>>>

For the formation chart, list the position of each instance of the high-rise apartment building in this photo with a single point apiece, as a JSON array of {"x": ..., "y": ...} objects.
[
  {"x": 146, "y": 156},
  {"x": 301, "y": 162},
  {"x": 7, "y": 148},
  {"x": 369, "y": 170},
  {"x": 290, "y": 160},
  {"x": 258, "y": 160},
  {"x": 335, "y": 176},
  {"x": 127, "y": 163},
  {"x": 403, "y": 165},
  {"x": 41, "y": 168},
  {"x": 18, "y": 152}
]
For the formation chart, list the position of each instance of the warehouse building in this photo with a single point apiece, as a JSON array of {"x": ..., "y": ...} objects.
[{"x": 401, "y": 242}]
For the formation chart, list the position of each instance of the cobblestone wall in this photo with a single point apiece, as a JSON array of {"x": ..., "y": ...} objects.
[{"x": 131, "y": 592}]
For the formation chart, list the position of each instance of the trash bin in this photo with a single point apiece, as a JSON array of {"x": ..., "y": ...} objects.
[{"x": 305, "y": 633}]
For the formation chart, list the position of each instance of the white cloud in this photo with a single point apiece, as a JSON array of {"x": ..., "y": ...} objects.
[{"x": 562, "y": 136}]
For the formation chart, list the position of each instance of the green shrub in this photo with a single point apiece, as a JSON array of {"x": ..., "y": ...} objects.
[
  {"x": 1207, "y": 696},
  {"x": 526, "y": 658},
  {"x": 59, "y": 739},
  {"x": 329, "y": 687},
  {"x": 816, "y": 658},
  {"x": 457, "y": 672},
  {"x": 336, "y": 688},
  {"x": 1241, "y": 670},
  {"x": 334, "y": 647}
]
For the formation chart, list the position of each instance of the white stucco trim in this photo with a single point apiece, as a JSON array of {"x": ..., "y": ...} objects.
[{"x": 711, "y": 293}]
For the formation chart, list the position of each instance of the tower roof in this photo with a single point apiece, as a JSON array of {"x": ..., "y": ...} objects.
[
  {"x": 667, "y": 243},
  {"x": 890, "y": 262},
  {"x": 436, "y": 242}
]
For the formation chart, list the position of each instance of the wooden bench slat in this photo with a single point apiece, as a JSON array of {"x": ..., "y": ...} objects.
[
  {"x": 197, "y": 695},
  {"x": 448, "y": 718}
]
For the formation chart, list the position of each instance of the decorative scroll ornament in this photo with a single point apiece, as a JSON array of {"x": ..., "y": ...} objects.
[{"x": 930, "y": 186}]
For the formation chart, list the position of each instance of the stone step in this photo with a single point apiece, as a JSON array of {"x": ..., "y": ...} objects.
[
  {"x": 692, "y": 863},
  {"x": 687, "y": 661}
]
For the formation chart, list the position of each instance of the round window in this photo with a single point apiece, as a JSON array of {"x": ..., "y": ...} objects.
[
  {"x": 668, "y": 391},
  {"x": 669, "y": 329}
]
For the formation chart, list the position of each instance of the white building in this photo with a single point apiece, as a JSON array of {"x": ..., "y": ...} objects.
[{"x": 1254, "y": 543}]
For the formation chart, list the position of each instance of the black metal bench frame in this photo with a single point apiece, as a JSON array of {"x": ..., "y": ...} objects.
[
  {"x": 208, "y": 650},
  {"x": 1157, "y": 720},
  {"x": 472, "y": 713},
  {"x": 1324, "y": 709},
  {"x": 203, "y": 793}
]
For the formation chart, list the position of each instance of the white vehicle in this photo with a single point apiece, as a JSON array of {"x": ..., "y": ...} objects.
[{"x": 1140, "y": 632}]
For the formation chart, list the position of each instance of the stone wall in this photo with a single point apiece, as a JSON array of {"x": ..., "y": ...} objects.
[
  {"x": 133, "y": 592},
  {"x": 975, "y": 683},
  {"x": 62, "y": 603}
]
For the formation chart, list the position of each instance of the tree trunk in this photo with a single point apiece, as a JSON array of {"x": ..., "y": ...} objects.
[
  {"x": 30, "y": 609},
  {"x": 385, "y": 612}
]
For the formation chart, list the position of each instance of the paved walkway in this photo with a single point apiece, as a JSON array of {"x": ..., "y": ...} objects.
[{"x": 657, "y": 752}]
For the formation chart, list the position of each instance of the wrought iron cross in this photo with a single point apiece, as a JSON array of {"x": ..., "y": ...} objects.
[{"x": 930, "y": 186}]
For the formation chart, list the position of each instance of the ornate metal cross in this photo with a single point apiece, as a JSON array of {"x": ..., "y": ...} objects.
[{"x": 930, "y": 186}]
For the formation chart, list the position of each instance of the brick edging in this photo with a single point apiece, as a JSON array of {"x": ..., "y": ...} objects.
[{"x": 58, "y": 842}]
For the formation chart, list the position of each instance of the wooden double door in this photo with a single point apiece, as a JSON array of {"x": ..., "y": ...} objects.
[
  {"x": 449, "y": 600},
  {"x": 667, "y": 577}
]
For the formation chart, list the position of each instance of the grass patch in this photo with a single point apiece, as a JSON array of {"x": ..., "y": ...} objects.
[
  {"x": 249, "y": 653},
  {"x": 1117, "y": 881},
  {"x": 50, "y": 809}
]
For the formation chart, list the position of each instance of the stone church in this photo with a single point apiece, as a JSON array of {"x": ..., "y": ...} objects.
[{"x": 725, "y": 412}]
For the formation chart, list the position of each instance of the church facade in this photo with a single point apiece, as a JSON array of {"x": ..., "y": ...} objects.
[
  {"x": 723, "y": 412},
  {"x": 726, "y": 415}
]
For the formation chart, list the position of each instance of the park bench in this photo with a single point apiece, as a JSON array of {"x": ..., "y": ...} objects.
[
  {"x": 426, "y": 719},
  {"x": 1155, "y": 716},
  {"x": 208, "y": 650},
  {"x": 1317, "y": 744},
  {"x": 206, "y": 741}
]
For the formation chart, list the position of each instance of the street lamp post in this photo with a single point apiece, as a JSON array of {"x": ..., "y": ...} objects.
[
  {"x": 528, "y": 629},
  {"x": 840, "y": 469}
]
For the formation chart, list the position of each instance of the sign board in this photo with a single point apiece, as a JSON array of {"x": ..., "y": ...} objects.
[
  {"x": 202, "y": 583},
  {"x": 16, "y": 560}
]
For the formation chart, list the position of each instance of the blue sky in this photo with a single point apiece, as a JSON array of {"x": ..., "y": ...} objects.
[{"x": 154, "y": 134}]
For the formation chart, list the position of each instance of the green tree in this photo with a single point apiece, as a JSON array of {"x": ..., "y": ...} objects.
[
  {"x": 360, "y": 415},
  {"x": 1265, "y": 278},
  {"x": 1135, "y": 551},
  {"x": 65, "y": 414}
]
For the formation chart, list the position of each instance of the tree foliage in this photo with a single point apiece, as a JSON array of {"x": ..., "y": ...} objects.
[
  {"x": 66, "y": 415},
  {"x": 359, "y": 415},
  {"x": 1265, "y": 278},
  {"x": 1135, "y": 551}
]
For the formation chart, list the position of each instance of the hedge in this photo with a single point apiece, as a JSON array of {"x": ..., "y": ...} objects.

<<<

▶ [WHAT TO WORK ON]: Retype all the material above precisely, with no line left out.

▶ [RESPONSE TO THE TASK]:
For the formation chart, list the position of each instance of the high-rise apartment building in this photo with a single point apiece, as a JSON array of {"x": ..., "y": ...} objects.
[
  {"x": 146, "y": 156},
  {"x": 301, "y": 162},
  {"x": 7, "y": 148},
  {"x": 369, "y": 170},
  {"x": 290, "y": 160},
  {"x": 258, "y": 160},
  {"x": 335, "y": 176},
  {"x": 127, "y": 163},
  {"x": 403, "y": 165},
  {"x": 41, "y": 168},
  {"x": 18, "y": 152}
]
For the formation chart, list the position of each instance of the warehouse building in this photo with a single point apiece, as a JSON array of {"x": ..., "y": ...} objects.
[{"x": 401, "y": 242}]
For the formation chart, list the position of each instance of the cobblestone wall in this photo with a single point apiece, as a JSON array of {"x": ..., "y": ...} objects.
[{"x": 131, "y": 592}]
For the formation chart, list the position of each instance of the trash bin in this photo with a single point apiece, as a JSON array of {"x": ..., "y": ...} objects.
[{"x": 305, "y": 633}]
For the formation chart, list the position of each instance of the white cloud in this photo with a single point apiece, as a JSON array of {"x": ..., "y": ...} objects.
[{"x": 562, "y": 136}]
For the formation chart, list the position of each instance of the green shrub in this photo with a single point apiece, as a JSON array of {"x": ..., "y": ...} objects.
[
  {"x": 1207, "y": 696},
  {"x": 526, "y": 658},
  {"x": 59, "y": 739},
  {"x": 329, "y": 687},
  {"x": 816, "y": 658},
  {"x": 457, "y": 672},
  {"x": 336, "y": 688},
  {"x": 1241, "y": 670},
  {"x": 334, "y": 647}
]
For the formation chart, list the position of each instance of the white stucco trim in this photo with a single point apiece, as a JSON array of {"x": ..., "y": ...} objects.
[{"x": 711, "y": 293}]
For the formation chart, list the position of each instance of the tower roof in this photo with a single point apiece, as a JSON array of {"x": ..., "y": ...} objects.
[
  {"x": 667, "y": 243},
  {"x": 890, "y": 262},
  {"x": 436, "y": 242}
]
For the formation chart, list the position of each instance of the wooden bench slat in this photo with a single point apiece, as a JSON array of {"x": ..., "y": ...} objects.
[
  {"x": 197, "y": 695},
  {"x": 448, "y": 718}
]
For the formation chart, list the position of each instance of the decorative scroll ornament in this photo with a single point apiece, as a JSON array of {"x": ..., "y": ...} objects.
[{"x": 930, "y": 186}]
For the formation chart, list the position of each instance of the stone step in this photo with a single point apiece, as a JSON array of {"x": ..., "y": ...} objects.
[
  {"x": 692, "y": 863},
  {"x": 687, "y": 661}
]
For the formation chart, list the position of each instance of the round window in this photo with a single point apiece, as a JSON array of {"x": ..., "y": ...} objects.
[
  {"x": 668, "y": 391},
  {"x": 669, "y": 329}
]
For the formation chart, list the position of each instance of the white building in this photo with a single point apiece, as a JSON array of {"x": ..., "y": ...} objects.
[{"x": 1254, "y": 543}]
For the formation chart, list the position of each instance of the black metal bench frame in this photo with a single point apiece, as a JSON array of {"x": ..., "y": ...} objects.
[
  {"x": 208, "y": 650},
  {"x": 1157, "y": 720},
  {"x": 472, "y": 713},
  {"x": 1324, "y": 709},
  {"x": 203, "y": 793}
]
For the formation chart, list the position of each instance of the white vehicle in this photo with a single point apiece, as a JSON array of {"x": ..., "y": ...} objects.
[{"x": 1140, "y": 632}]
For the formation chart, list the position of each instance of the stone wall in this photo with a single point apiece, as a JSON array of {"x": ..., "y": ...} objects.
[
  {"x": 133, "y": 592},
  {"x": 975, "y": 683},
  {"x": 62, "y": 603}
]
For the formation chart, list the position of each instance of the tree trunk in this photo with a single point apiece, as a JSON array of {"x": ..., "y": ...} objects.
[
  {"x": 30, "y": 609},
  {"x": 385, "y": 612}
]
For the formation chart, list the position of each instance of the paved walkway in this photo with a single point apiece, as a JSON array of {"x": ..., "y": ...} objects.
[{"x": 657, "y": 752}]
For the formation chart, list the position of each instance of the wrought iron cross in this photo with a single point apiece, as a JSON array of {"x": ..., "y": ...} objects.
[{"x": 930, "y": 186}]
For the formation chart, list the position of each instance of the ornate metal cross in this photo with a single point apiece, as a JSON array of {"x": ..., "y": ...} objects.
[{"x": 930, "y": 186}]
For the formation chart, list the position of each instance of the brick edging in this photo with a single point apiece, as a JSON array of {"x": ..., "y": ...} objects.
[{"x": 58, "y": 842}]
For the formation chart, list the position of each instance of the wooden double door in this photo with a single point apiece, as a JSON array of {"x": ..., "y": ...} objects.
[
  {"x": 449, "y": 600},
  {"x": 667, "y": 577}
]
For the formation chart, list the position of each instance of the grass patch in this photo with a single point apiece, as a JSON array of {"x": ..., "y": ...} objects.
[
  {"x": 249, "y": 653},
  {"x": 1117, "y": 881},
  {"x": 50, "y": 809}
]
For the formation chart, list the position of each instance of the stone church in this photo with a single point apiece, as a JSON array of {"x": ..., "y": ...} objects.
[{"x": 725, "y": 412}]
For the formation chart, list the position of each instance of the church facade in this photo with a single point apiece, as a JSON array of {"x": ..., "y": ...} objects.
[
  {"x": 723, "y": 412},
  {"x": 726, "y": 415}
]
For the formation chart, list the position of each instance of the park bench in this photo with a single point apiece, as a JSON array of {"x": ..., "y": ...} objects.
[
  {"x": 426, "y": 719},
  {"x": 1155, "y": 716},
  {"x": 208, "y": 650},
  {"x": 1317, "y": 744},
  {"x": 206, "y": 741}
]
For the formation chart, list the position of each instance of the street lamp post in this photo with a single point apiece, as a JSON array of {"x": ..., "y": ...} objects.
[
  {"x": 528, "y": 629},
  {"x": 840, "y": 469}
]
For the formation chart, list the position of each instance of the sign board in this photo with a single point apiece, as a JSON array of {"x": ..., "y": ...} objects.
[
  {"x": 202, "y": 583},
  {"x": 16, "y": 560}
]
For the formation chart, list the position of each instance of the blue sky in this photo with a single point apiece, as a JSON array of {"x": ..., "y": ...} objects.
[{"x": 154, "y": 134}]
For the formation chart, list the position of each instance of the green tree in this photo with a single point apiece, as a JSON array of {"x": ..., "y": ...} objects.
[
  {"x": 360, "y": 415},
  {"x": 1265, "y": 278},
  {"x": 1135, "y": 551},
  {"x": 65, "y": 414}
]
For the formation chart, list the position of each instance of the tree foliage in this photo with a single point apiece, as a JSON array of {"x": ..., "y": ...} objects.
[
  {"x": 66, "y": 415},
  {"x": 359, "y": 415},
  {"x": 1265, "y": 278},
  {"x": 1135, "y": 551}
]
For the formation chart, list the position of each instance of the hedge in this photo with a single point apiece, as a JSON array of {"x": ..., "y": ...} objects.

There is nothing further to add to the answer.